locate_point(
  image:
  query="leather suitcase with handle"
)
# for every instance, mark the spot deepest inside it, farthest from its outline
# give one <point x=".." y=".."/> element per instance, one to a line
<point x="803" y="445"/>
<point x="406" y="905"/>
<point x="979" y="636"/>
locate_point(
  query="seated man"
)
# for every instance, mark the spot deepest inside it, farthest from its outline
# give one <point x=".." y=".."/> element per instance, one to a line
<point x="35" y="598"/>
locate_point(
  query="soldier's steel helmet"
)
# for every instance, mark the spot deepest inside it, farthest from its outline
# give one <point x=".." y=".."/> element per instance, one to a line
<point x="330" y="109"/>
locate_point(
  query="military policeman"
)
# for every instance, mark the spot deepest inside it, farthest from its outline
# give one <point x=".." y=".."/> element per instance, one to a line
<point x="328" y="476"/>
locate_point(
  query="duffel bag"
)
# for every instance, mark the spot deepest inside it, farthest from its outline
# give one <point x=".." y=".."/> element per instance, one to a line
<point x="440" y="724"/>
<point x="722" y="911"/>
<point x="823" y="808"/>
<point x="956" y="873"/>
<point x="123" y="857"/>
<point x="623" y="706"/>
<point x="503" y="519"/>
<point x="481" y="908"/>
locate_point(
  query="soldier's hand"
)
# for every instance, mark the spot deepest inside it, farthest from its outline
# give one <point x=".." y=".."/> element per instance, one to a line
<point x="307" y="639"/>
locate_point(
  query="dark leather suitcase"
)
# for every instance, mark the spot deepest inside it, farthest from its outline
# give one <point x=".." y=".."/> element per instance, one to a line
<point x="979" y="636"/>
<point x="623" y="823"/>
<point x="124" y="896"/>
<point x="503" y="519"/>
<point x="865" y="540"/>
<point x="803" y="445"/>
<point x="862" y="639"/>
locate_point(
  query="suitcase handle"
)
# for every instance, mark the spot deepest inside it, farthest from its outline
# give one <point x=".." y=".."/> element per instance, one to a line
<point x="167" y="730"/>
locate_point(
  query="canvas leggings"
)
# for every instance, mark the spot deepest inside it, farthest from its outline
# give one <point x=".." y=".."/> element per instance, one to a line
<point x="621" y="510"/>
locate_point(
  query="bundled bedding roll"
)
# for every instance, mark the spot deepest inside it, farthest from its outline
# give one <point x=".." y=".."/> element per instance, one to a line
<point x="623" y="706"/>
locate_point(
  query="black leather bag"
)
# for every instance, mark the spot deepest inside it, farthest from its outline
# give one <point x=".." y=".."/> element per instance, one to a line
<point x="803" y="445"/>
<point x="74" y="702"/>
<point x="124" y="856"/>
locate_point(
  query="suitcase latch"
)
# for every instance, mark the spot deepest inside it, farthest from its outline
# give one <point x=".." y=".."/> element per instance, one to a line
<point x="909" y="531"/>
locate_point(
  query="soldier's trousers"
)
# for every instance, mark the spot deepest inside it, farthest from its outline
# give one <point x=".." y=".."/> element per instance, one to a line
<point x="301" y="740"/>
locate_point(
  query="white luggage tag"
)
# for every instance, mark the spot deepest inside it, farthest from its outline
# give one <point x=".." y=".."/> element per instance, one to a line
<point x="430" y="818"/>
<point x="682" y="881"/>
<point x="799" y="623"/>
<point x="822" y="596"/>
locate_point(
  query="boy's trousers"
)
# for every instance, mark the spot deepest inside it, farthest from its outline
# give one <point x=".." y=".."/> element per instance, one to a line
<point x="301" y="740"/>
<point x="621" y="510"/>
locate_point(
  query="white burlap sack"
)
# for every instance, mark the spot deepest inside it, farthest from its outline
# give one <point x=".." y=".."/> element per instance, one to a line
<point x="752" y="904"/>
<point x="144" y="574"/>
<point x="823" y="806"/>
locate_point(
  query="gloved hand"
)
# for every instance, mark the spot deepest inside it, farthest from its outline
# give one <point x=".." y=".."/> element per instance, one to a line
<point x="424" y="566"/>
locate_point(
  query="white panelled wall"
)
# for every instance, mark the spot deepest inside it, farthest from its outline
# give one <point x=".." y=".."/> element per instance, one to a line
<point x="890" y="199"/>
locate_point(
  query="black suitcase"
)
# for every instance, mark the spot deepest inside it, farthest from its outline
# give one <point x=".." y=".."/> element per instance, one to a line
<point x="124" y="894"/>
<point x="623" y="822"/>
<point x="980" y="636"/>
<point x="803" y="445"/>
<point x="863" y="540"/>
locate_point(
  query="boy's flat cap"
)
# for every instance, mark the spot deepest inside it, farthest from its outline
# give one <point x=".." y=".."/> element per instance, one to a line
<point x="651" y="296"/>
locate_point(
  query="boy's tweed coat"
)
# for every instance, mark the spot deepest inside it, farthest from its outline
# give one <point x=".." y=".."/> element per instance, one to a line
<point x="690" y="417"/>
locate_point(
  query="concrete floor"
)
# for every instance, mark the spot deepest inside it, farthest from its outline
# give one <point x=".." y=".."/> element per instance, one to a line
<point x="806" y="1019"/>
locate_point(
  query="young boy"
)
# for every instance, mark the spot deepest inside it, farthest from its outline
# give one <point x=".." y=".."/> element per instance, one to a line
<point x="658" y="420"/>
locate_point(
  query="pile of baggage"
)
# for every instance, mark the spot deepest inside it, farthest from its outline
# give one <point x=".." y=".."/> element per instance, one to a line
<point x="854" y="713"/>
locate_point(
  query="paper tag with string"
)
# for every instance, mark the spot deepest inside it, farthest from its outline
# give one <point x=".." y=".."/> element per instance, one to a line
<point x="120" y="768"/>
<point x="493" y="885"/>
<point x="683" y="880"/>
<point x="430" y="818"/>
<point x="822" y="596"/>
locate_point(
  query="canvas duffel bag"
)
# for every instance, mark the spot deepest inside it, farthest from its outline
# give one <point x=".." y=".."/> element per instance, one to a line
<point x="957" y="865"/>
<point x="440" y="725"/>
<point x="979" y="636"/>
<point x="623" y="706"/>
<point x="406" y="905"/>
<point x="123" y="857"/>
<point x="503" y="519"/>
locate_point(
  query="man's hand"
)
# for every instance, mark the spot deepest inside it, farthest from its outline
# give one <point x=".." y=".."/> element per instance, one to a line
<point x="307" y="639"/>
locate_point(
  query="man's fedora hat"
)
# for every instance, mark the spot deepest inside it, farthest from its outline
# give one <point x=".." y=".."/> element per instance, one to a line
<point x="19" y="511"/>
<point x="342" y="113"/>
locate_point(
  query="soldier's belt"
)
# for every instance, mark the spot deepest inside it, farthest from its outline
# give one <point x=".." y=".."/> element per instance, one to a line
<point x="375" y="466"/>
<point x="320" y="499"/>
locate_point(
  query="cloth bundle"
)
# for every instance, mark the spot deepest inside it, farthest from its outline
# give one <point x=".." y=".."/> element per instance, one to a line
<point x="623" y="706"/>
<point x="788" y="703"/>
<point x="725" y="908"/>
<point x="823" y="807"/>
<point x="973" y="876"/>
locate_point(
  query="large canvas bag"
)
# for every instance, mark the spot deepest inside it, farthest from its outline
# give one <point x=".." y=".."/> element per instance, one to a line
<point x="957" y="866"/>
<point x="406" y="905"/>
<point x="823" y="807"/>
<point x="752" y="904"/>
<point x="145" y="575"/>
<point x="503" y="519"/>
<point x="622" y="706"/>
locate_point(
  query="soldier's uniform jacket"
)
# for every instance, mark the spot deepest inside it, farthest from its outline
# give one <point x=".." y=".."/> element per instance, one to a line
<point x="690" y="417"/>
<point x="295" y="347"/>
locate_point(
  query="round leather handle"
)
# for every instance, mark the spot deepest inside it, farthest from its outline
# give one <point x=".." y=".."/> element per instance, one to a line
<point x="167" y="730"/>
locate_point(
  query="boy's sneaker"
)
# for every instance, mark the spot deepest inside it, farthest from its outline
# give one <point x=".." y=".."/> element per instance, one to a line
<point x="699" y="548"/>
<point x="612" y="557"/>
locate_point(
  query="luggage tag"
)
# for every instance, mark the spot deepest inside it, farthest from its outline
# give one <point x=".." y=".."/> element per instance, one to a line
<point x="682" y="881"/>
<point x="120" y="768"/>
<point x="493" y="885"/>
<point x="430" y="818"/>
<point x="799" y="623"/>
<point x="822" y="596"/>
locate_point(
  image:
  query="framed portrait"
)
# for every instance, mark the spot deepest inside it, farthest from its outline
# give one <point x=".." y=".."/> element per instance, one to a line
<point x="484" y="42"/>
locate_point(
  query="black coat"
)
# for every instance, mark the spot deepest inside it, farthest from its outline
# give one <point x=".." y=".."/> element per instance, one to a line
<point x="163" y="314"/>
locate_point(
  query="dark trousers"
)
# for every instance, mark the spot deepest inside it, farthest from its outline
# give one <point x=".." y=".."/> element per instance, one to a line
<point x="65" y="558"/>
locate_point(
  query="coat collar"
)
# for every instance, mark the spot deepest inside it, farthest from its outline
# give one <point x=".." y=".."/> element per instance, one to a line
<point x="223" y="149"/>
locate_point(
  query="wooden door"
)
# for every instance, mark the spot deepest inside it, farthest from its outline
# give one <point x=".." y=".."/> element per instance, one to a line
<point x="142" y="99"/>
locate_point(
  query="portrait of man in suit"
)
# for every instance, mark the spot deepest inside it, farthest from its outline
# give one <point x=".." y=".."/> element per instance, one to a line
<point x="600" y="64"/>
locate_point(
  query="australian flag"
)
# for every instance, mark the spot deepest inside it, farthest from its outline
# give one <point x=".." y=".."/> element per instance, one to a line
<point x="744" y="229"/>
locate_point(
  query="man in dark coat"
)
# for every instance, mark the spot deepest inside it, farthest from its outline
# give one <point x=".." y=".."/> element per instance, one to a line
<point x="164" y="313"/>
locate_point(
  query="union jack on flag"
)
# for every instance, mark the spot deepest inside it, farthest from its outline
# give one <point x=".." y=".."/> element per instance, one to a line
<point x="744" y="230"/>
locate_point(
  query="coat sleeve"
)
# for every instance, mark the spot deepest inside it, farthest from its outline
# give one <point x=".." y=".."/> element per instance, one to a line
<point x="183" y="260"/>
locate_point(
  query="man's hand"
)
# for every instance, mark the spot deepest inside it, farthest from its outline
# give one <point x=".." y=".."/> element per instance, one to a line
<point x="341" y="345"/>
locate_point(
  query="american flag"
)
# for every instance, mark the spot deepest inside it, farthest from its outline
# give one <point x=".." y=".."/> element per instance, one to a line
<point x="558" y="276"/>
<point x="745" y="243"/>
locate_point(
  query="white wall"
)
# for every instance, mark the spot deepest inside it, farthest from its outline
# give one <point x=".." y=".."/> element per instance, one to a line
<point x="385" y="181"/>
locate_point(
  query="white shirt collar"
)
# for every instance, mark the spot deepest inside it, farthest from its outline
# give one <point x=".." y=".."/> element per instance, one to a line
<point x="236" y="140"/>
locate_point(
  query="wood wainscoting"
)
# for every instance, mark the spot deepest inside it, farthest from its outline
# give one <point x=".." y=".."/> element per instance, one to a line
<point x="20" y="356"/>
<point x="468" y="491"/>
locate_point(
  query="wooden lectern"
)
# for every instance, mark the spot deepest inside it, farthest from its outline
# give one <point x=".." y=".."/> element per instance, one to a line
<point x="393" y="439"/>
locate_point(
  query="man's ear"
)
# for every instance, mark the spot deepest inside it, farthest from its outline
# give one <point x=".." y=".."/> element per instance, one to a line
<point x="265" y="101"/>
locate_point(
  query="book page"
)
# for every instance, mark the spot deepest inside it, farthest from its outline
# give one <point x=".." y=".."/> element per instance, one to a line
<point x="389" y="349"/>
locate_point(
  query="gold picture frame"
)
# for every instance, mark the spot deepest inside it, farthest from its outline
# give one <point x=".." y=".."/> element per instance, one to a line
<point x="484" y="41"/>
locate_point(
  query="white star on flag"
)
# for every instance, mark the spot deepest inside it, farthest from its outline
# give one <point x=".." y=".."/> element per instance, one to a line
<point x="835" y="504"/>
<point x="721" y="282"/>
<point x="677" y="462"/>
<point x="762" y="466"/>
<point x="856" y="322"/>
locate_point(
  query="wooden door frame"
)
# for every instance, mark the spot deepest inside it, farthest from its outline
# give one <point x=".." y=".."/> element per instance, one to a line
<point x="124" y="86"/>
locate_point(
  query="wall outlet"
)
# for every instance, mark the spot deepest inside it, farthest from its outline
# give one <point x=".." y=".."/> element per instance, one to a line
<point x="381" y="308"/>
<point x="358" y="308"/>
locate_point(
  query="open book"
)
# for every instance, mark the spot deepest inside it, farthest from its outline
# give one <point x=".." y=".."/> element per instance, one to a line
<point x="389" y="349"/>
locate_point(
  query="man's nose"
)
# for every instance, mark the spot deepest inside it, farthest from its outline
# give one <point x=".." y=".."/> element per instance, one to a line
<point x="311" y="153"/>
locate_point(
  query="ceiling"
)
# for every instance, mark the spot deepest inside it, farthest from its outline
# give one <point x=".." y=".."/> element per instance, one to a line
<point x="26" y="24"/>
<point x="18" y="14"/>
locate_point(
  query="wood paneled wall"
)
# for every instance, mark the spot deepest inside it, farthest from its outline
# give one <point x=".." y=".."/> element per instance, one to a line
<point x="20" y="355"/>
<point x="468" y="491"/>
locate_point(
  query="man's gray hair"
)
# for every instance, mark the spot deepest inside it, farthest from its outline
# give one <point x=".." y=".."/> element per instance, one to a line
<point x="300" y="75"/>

* EXERCISE PROMPT *
Extract every line of the listing above that contains the string "wall". Case counts, so match upper and lower case exactly.

* SOLUTION FOR THIS TASK *
  query="white panelled wall"
  query="white wall"
  query="wall outlet"
  query="wood paneled wall"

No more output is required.